• Task description: Retype the records that come next, word for word.

+-------+

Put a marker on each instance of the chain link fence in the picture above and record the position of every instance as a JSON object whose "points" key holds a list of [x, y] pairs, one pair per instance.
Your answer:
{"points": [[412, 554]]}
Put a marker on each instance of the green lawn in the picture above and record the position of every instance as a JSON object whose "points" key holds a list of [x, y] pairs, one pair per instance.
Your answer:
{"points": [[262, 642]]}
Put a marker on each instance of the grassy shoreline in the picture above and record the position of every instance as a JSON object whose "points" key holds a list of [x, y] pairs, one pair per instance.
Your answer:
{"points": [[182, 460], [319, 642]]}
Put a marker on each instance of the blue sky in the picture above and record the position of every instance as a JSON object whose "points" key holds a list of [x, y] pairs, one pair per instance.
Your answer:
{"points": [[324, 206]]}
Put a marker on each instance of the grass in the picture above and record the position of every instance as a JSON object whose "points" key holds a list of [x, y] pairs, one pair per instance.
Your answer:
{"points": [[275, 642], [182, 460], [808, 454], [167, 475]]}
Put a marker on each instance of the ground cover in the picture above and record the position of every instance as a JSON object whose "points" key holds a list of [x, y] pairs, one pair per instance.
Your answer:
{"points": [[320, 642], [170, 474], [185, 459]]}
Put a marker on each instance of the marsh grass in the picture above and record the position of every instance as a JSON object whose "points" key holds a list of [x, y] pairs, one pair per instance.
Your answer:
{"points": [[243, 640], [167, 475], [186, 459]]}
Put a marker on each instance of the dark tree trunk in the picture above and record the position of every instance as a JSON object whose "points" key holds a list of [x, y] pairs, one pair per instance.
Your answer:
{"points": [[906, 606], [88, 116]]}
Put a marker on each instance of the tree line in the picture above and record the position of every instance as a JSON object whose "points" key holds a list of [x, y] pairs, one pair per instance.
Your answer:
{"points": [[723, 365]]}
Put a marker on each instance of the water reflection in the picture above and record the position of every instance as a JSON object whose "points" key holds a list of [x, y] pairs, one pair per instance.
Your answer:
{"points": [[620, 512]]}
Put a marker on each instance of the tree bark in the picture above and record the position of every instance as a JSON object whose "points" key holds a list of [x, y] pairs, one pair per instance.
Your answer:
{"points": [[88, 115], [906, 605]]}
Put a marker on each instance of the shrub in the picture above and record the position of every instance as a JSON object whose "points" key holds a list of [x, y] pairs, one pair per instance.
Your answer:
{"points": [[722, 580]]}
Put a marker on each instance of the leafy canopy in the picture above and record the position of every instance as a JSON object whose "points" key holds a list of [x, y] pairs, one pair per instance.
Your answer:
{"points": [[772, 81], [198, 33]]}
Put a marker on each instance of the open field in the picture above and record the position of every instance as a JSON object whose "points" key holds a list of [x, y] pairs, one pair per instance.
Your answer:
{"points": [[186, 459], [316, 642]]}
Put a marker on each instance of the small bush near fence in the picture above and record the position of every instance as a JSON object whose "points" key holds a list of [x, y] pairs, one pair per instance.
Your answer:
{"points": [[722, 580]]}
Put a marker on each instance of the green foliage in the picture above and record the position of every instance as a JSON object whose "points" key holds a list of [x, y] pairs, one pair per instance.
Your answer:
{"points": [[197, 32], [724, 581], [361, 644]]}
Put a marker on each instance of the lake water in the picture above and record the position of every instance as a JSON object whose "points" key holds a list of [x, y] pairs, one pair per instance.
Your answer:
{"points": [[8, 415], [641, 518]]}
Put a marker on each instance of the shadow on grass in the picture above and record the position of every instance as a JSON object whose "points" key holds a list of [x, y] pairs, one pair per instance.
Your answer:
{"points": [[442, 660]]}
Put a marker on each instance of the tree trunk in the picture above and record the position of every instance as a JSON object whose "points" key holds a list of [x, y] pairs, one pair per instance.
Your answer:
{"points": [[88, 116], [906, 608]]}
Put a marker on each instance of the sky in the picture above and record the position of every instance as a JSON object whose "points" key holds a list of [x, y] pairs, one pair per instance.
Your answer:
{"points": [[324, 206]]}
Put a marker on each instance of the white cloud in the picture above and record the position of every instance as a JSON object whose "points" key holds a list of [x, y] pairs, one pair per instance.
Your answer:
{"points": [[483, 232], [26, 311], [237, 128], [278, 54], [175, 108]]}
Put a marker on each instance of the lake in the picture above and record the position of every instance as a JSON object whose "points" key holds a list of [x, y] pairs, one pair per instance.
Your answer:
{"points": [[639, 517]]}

+-------+

• Solution for this exercise:
Put a marker on each instance of the chain link fence in the picture above and record the position of every instance as a JSON object whose "points" key holds a list of [x, y] pairs, one pair per instance.
Your answer:
{"points": [[412, 554]]}
Put a marker on each instance of the green lawn in the picture above and record the position of every instance as a JSON object whose "points" key holds a list of [x, y] pairs, one pair per instance.
Your answer:
{"points": [[262, 642]]}
Put a marker on each instance of the grassy shoreline in the picture above and record the position of every instance as a JSON object whose "points" key holds a list of [x, y] pairs, one pair per instance.
Your answer:
{"points": [[182, 460], [319, 642]]}
Put a marker on each instance of the blue sky in the picture above and record the position of every instance as a JSON object whose "points" key holds a list of [x, y] pairs, one pair per instance.
Your answer:
{"points": [[324, 206]]}
Put a marker on each instance of the grass in the picture above and record the position of every instance as a JSON object whose "points" key holds a list of [x, y] pairs, one pair per instance.
Your answer:
{"points": [[275, 642], [182, 460], [808, 454], [167, 475]]}
Put a marker on each instance of the ground cover in the picture above and record the position of every instance as a JSON object whose "points" key holds a list of [x, y] pairs, one pair per instance.
Your answer:
{"points": [[320, 642], [170, 474], [185, 459]]}
Put a marker on each instance of the marsh grass in the picture above and record the position of every instance as a JSON object whose "points" key holds a list of [x, y] pairs, one pair per instance.
Your answer:
{"points": [[243, 640], [167, 475], [186, 459]]}
Put a marker on each instance of the dark tree trunk in the picture above and record the position of every instance as a JSON object whose "points" key holds a list of [x, y] pairs, one pair per instance.
Your answer:
{"points": [[906, 606], [88, 116]]}
Put a marker on each instance of the tree line in the picture above and record the position of every instance as a JSON object whose "points" key holds a list of [x, y] pairs, one pair per instance.
Your answer:
{"points": [[723, 365]]}
Put a marker on each instance of the water reflection in the picture above and record the position of every instance as a JSON object whose "points" key holds a list of [x, y] pairs, one pair per instance.
Your answer:
{"points": [[620, 512]]}
Put a marker on each instance of the tree bark in the picture above and record the position of every instance as a JSON object whose "points" key holds a list of [x, y] pairs, one pair per instance.
Your answer:
{"points": [[88, 115], [906, 605]]}
Put a marker on each instance of the shrub in the picture above and record the position of every instance as a JSON object whose "points" key holds a list of [x, y] pairs, one pair per instance.
Your answer:
{"points": [[722, 580]]}
Put a marker on each instance of the leafy canopy in the picture above and record the position of every instance as a JSON object whose "points" key holds a list of [x, y] pairs, one pair per instance.
Your answer:
{"points": [[772, 81], [198, 33]]}
Put a marker on each instance of the open field in the picture above and record the position of every instance as a JSON object whose "points" key holds a list of [x, y] pairs, one pair per instance.
Your answer:
{"points": [[186, 459], [316, 642]]}
Put a marker on each instance of the small bush near fence in the picture above and record the position of every instance as a JSON object whose "points" key holds a list of [x, y] pairs, one pair per instance.
Your answer:
{"points": [[722, 580]]}
Put a marker on each instance of the green foliage in the picture above and record the position of every instance as a JSON object whose "points" key holds a list of [x, y] pairs, one pair per instance.
Your answer:
{"points": [[197, 32], [724, 581], [361, 644]]}
Put a marker on each instance of the lake water in the picture above and record the position of every instance as a JSON object whose "points" key holds a list of [x, y] pairs, one pair per instance.
Your answer:
{"points": [[8, 415], [641, 518]]}
Put a marker on each instance of the shadow on grass in the picture above and record the position of every instance as a JSON object whose "points" key holds a list of [x, y] pairs, one pair per instance.
Your answer:
{"points": [[442, 660]]}
Put a marker on each instance of the tree trunk in the picture above and record the position of every instance as a JSON object whose "points" key holds a list of [x, y] pairs, one pair per instance.
Your answer:
{"points": [[88, 116], [906, 608]]}
Put a marker on each instance of the sky in the picture above and record the position of every instance as a JSON object whose "points" key holds a list of [x, y] pairs, one pair per instance.
Your answer:
{"points": [[324, 206]]}
Put a marker on each instance of the white cloud in the picture above and record the position of every instance as a JSON object whose "points" key holds a list of [x, y] pairs, one pair per instance.
Your answer:
{"points": [[483, 232], [26, 311], [237, 128], [278, 54], [175, 108]]}
Put a marker on each instance of the lake in the picture above and record the position of every instance as a JSON object whose "points" key holds a list of [x, y] pairs, one pair per instance.
Your answer:
{"points": [[639, 517]]}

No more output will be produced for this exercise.